Problem to solve: Those lines of the data that hold the word "below" are to be copied out.

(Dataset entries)
————————

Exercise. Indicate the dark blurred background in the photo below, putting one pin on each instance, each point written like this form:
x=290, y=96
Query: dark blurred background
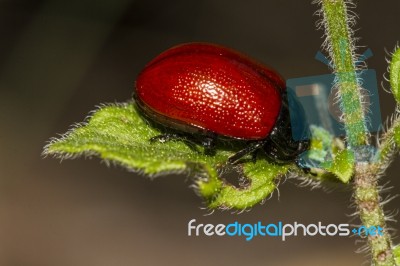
x=59, y=59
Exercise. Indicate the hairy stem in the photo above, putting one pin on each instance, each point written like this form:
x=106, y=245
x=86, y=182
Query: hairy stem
x=366, y=190
x=341, y=50
x=367, y=199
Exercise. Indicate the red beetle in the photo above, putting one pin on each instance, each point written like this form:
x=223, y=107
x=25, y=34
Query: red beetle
x=205, y=90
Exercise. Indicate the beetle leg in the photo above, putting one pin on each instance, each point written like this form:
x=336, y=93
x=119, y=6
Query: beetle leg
x=209, y=143
x=251, y=148
x=254, y=155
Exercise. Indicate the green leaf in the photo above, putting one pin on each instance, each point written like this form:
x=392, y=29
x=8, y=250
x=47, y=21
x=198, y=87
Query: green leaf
x=329, y=156
x=394, y=70
x=118, y=133
x=342, y=165
x=260, y=177
x=396, y=253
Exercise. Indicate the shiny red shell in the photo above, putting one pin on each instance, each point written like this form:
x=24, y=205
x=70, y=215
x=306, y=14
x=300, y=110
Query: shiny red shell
x=211, y=88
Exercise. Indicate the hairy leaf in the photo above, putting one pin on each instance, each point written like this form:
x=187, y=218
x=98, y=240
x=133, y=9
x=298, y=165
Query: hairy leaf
x=118, y=133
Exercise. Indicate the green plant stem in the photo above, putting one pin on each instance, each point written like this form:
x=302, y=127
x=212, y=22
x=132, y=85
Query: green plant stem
x=389, y=145
x=366, y=191
x=367, y=199
x=341, y=49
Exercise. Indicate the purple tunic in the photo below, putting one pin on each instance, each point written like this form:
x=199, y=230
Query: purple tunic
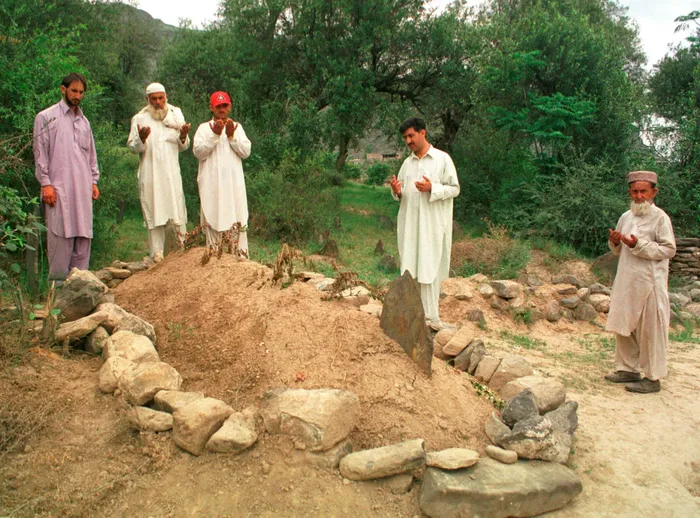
x=65, y=158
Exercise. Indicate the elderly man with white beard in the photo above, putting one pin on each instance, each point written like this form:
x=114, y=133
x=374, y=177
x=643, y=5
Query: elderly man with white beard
x=639, y=307
x=158, y=134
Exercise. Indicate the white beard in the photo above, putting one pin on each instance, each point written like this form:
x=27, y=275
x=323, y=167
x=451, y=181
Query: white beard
x=640, y=209
x=158, y=115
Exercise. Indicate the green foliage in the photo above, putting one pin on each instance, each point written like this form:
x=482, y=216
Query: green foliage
x=378, y=173
x=293, y=202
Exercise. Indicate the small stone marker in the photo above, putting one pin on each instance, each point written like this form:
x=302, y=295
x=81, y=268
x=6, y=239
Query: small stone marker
x=403, y=320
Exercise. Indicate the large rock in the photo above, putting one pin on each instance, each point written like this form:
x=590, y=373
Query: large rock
x=237, y=433
x=382, y=462
x=549, y=393
x=194, y=424
x=487, y=366
x=142, y=382
x=96, y=340
x=506, y=289
x=510, y=368
x=79, y=295
x=173, y=400
x=403, y=320
x=121, y=320
x=111, y=371
x=149, y=420
x=452, y=458
x=461, y=339
x=495, y=490
x=131, y=346
x=79, y=328
x=522, y=406
x=318, y=418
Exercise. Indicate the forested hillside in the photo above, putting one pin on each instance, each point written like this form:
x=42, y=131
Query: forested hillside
x=542, y=104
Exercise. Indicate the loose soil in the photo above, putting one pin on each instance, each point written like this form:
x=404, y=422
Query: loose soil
x=233, y=334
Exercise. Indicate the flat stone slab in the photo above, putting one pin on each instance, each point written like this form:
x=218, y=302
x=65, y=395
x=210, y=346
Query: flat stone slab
x=495, y=490
x=452, y=458
x=398, y=458
x=194, y=424
x=318, y=418
x=403, y=320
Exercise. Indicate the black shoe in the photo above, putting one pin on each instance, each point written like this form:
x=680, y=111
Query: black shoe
x=646, y=386
x=623, y=377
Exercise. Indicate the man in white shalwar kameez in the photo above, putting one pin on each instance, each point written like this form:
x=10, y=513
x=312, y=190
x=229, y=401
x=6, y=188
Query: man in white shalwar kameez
x=221, y=145
x=158, y=134
x=639, y=307
x=426, y=186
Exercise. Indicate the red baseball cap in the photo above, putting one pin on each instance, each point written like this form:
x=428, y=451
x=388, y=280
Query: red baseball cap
x=218, y=98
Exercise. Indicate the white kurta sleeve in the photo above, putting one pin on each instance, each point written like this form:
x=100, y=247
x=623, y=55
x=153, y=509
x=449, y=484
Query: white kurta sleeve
x=205, y=141
x=663, y=248
x=240, y=143
x=449, y=184
x=134, y=142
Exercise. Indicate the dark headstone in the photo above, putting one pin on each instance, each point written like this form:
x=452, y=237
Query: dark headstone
x=403, y=320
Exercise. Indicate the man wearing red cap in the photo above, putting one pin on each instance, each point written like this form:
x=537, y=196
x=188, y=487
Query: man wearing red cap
x=158, y=134
x=639, y=307
x=221, y=145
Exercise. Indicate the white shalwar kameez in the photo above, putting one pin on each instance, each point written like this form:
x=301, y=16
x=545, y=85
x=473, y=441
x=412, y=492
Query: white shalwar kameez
x=160, y=183
x=639, y=307
x=424, y=224
x=221, y=182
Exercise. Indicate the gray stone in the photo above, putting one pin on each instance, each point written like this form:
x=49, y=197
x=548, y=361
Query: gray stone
x=510, y=368
x=79, y=328
x=317, y=418
x=564, y=418
x=235, y=435
x=403, y=320
x=121, y=320
x=79, y=295
x=496, y=429
x=521, y=407
x=495, y=490
x=173, y=400
x=553, y=313
x=570, y=302
x=549, y=393
x=142, y=382
x=131, y=346
x=398, y=458
x=329, y=459
x=149, y=420
x=111, y=371
x=501, y=455
x=96, y=340
x=567, y=279
x=506, y=289
x=478, y=353
x=452, y=458
x=598, y=288
x=566, y=289
x=487, y=366
x=194, y=424
x=585, y=312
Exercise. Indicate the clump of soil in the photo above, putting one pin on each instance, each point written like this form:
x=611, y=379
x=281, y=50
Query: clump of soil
x=233, y=333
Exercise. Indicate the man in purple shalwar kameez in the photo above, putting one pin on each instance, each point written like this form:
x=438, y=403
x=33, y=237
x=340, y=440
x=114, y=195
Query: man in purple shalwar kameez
x=66, y=167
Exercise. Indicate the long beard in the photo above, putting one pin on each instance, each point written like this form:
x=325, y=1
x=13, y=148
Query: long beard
x=158, y=115
x=640, y=209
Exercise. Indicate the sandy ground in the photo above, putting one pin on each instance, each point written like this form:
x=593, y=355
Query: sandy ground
x=232, y=334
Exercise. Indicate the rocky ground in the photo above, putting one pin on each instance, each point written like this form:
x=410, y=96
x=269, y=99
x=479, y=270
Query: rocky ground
x=232, y=334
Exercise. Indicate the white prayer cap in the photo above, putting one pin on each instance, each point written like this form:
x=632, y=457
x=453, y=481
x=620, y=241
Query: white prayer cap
x=642, y=176
x=154, y=88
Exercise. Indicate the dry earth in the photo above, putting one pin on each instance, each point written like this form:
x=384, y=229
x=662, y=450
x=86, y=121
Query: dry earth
x=232, y=334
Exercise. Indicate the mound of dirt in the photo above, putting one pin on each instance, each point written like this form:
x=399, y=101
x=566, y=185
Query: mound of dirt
x=233, y=334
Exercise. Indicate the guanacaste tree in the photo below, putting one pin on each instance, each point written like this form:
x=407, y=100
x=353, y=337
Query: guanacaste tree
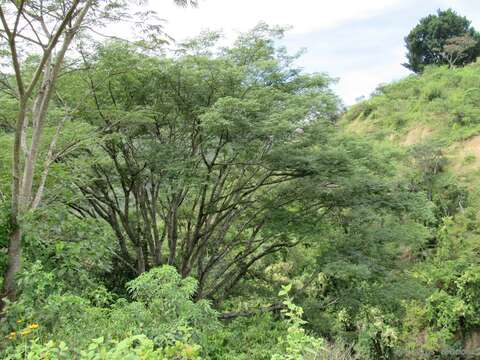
x=39, y=32
x=198, y=150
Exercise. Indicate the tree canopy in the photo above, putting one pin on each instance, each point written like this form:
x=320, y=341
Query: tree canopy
x=442, y=38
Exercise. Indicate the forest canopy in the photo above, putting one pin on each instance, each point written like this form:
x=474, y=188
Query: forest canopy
x=217, y=201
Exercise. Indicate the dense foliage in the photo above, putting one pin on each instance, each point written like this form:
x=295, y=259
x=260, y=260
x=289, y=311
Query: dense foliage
x=442, y=38
x=218, y=203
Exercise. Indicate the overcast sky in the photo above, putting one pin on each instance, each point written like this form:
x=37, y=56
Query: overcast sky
x=360, y=42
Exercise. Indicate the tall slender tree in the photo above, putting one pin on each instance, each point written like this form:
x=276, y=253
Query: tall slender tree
x=47, y=29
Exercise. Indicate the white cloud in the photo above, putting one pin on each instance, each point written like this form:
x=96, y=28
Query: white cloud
x=237, y=15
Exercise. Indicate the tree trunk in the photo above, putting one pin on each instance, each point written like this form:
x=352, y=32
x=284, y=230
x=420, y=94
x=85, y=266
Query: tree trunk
x=9, y=290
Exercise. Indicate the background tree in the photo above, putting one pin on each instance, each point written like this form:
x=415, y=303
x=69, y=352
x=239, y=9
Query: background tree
x=428, y=42
x=457, y=48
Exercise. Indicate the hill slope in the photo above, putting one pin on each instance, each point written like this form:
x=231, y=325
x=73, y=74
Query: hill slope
x=431, y=122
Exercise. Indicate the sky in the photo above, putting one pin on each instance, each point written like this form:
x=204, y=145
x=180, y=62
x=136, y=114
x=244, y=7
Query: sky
x=358, y=42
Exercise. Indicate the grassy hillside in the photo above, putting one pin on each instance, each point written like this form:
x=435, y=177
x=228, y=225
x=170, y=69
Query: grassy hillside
x=431, y=123
x=441, y=106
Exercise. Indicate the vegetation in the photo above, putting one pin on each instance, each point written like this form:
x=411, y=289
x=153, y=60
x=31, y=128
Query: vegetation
x=444, y=38
x=219, y=203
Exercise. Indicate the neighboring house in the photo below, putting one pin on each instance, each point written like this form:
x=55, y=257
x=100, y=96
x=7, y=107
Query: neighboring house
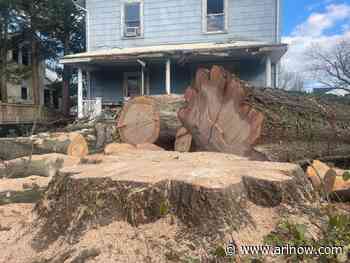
x=19, y=88
x=19, y=108
x=141, y=47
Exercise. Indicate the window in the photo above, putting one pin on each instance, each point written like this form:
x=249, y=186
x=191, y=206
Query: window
x=215, y=15
x=24, y=93
x=132, y=84
x=132, y=19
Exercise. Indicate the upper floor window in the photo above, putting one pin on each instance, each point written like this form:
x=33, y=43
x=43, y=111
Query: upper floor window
x=215, y=12
x=132, y=19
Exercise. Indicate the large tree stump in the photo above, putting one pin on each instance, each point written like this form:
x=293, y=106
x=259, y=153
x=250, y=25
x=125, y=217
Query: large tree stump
x=151, y=120
x=203, y=190
x=224, y=114
x=72, y=144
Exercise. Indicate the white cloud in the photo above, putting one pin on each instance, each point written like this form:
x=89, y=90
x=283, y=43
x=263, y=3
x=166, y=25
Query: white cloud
x=314, y=31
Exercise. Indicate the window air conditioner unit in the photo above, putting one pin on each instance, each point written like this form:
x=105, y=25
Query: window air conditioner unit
x=132, y=31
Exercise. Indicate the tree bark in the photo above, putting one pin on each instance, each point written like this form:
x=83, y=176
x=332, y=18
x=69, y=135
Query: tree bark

————————

Answer to the problem:
Exercise. Indicate the dark blurred background in the photo below, putting one pin on each instance, each point written like this form:
Exercise. Indicate the purple tunic in the photo below, putting one pin on each instance, each point written like this form:
Exercise. Indicate the guanacaste tree in the photo below, putting one pin on each instance, each point written like this form:
Exercise. Indicate the neighboring house in the photo below, putting one pin on each instance, each point written like this form:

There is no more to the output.